I read the essay (should I call it an essay?) over a hundred times as every new reading provided a new dimension of “joy” that was soon to become hysterical . Unable to decipher the style, I asked my friends to read it, teachers were also invoked for help and inspiration, but, ultimately, only to add more confusion and obscurity. Then, finally, his own writing provided a key to the mystery.
Whether one agrees or disagrees with his political outlook the writings and noting of Ambassador Yusuf Buch are a part of Kashmir’s political literature that have could be seen as good as Edward Said’s works on Palestine. His works on Kashmir need to be compiled, researched and preserved. (GK, 10 August,2009)
Whether one cares about the writings and “noting” of Buch, one must take sufficient care to preserve the writing of ZG Mohammad. In his vain search for the Edward Said of Kashmir, he has made a remarkably great contribution to the writing style that can only be pronounced as “miraculous.” His style is continuous like the flow of the river Lidder. Inversely inspired by Raja Rao, Mohammad`s style is interminable. He has neither punctuation nor the treacherous prepositions to bother him. Episode follows episode, and when his thoughts stop, his sentence stops. His Paragraphs try to explore an idea, or tell a tale, but fail as the most heterogeneous events are yoked together by violence, ultimately, availing nothing, affecting nothing.

________________________

**Check your understanding**.
- 1) Please reproduce the passage on ZG Mohammad's writing style word for word, starting at "Whether one agrees" and ending at "(GK, 10 August,2009)".
- 2) In the passage on ZG Mohammad's writing style, which river is his style compared to?
- 3) Pick up the passage on ZG Mohammad's writing style after its last sentence and carry it forward.
The rows that follow come from a separate source.

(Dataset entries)
________________________

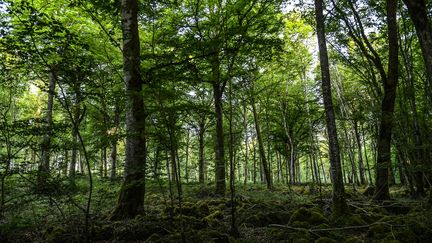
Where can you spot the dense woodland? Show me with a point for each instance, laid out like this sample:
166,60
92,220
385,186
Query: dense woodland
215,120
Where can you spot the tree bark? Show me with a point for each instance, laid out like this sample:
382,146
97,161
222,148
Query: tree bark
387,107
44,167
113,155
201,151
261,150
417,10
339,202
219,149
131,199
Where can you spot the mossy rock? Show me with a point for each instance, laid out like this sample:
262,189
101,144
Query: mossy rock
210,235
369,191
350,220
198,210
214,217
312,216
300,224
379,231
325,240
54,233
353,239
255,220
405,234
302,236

________________________

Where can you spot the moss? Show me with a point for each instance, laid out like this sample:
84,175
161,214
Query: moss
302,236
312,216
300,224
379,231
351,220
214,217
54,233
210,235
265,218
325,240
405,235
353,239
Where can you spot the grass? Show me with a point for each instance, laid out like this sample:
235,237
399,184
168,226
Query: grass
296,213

________________________

**Responses by task**.
- 1)
Whether one agrees or disagrees with his political outlook the writings and noting of Ambassador Yusuf Buch are a part of Kashmir’s political literature that have could be seen as good as Edward Said’s works on Palestine. His works on Kashmir need to be compiled, researched and preserved. (GK, 10 August,2009)

- 2) The river Lidder.

- 3)
His peculiar style of writing incorporates explanations which are irrelevant. Titles of books and articles are not italicised, underlined or kept in inverted commas. He has mastered the art of writing multi-clause sentences without any provisions for a pause. Comma is rarely used- economic recession has affected its usage also, or does it carry the dreadful H1N1 virus? I have no answers. Mohammad enjoys the liberty of conferring greatness on Ghada Karmi, a Palestinian doctor of medicine, author and academic, without reading any of her writings. “Face of Kashmir” to him is “Kashmiri Face”, “Kashmiri Diasporas”, like many other terms is a novel coinage by him. He honours no difference between “on” and “in”: he seems to interchange them on impulse. He makes pronouns dance to the beats of this writings; they live off the false hopes of their nouns’ arrival. A quotation mark opens and remains open for its entire life. In his democratic writing style, clauses are not separated. It does not honour main and subordinate clauses.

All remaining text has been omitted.